== Written exercise ==
Copy all of the records below verbatim.

---------- Data for processing

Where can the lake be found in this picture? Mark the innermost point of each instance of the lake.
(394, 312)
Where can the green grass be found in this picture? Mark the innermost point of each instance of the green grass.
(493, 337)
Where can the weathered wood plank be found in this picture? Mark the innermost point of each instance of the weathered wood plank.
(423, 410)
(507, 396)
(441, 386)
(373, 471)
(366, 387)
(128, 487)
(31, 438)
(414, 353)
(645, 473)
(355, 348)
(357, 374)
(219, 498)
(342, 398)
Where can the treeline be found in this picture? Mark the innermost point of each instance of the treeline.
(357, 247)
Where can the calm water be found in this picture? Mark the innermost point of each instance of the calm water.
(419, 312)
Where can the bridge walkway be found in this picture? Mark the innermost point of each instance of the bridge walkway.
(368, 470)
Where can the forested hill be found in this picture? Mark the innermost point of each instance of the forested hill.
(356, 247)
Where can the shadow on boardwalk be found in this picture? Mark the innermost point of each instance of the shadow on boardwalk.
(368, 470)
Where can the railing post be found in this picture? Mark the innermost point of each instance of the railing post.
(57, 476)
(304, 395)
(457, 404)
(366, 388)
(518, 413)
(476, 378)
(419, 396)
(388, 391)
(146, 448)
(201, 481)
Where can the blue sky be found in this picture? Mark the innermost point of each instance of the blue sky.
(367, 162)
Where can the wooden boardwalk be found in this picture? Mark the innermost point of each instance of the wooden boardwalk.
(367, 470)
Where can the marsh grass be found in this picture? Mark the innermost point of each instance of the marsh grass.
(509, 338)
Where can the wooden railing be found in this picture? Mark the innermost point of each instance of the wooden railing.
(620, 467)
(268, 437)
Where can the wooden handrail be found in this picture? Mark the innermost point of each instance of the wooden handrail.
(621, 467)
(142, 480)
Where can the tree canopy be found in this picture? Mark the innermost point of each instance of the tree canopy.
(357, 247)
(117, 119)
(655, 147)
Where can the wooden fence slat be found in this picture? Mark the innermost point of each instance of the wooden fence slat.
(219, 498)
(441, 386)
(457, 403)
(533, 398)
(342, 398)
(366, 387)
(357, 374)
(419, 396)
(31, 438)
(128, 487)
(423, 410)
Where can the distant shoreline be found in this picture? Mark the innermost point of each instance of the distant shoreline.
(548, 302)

--------------------

== Complete response ==
Where can the lake be found in this picture? Mark the innermost point of each instance of the lake.
(394, 312)
Where can the green grass be found in this picture? Mark the innermost point of each instance of the green grass.
(493, 337)
Where can the weathered wood plank be found in this picture? Mark the innermost point of each instance of the weathered wood plank.
(423, 410)
(507, 396)
(441, 386)
(373, 471)
(366, 387)
(128, 487)
(31, 438)
(414, 353)
(645, 473)
(355, 348)
(357, 374)
(219, 498)
(342, 398)
Where can the treeline be found in this picture? Mark the innermost point of each instance of the treeline.
(357, 247)
Where can the calm water be found in this picture? Mark the innermost point of each instance of the calm water.
(419, 312)
Where can the bridge walkway be found in this picture? Mark the innermost point of each instance of the bridge walkway.
(368, 470)
Where can the forested hill be found in this picture? Mark the innermost point of each instance of the forested hill.
(356, 247)
Where can the shadow on boardwalk be found in this picture? Mark the innermost point of each instance of the shadow on boardwalk.
(368, 470)
Where can the railing post be found in this picture? Mark the innermost point of each instance of the railing post.
(57, 476)
(304, 395)
(457, 404)
(366, 388)
(518, 413)
(476, 378)
(419, 396)
(388, 391)
(146, 448)
(201, 481)
Where can the blue sky be found in this picture? Mark the innermost point of each instance of the blue sky.
(367, 162)
Where can the wooden boardwalk be found in this picture? Mark the innermost point of each instance of the wooden boardwalk.
(367, 470)
Where can the marsh grass be found in this picture? Mark the innermost point of each instance of the marsh grass.
(509, 338)
Where can the wooden railing be found in this picture? Mark the innermost point of each instance of the wooden railing.
(620, 467)
(268, 437)
Where can the wooden handrail be found in this picture? Mark the innermost point of each instance of the wooden handrail.
(621, 467)
(142, 480)
Where can the tree canopy be found in this picture? Mark the innermost point of each instance of the tree canopy.
(357, 247)
(117, 119)
(655, 147)
Where can the wooden fence slat be found in this picture? Mark the innermost point of each instance of the wooden fence slat.
(219, 498)
(441, 386)
(457, 403)
(533, 398)
(342, 398)
(366, 387)
(357, 374)
(419, 396)
(31, 438)
(128, 487)
(423, 410)
Where can the distant shoreline be found in this picture? Mark the innermost point of each instance of the distant shoreline.
(548, 302)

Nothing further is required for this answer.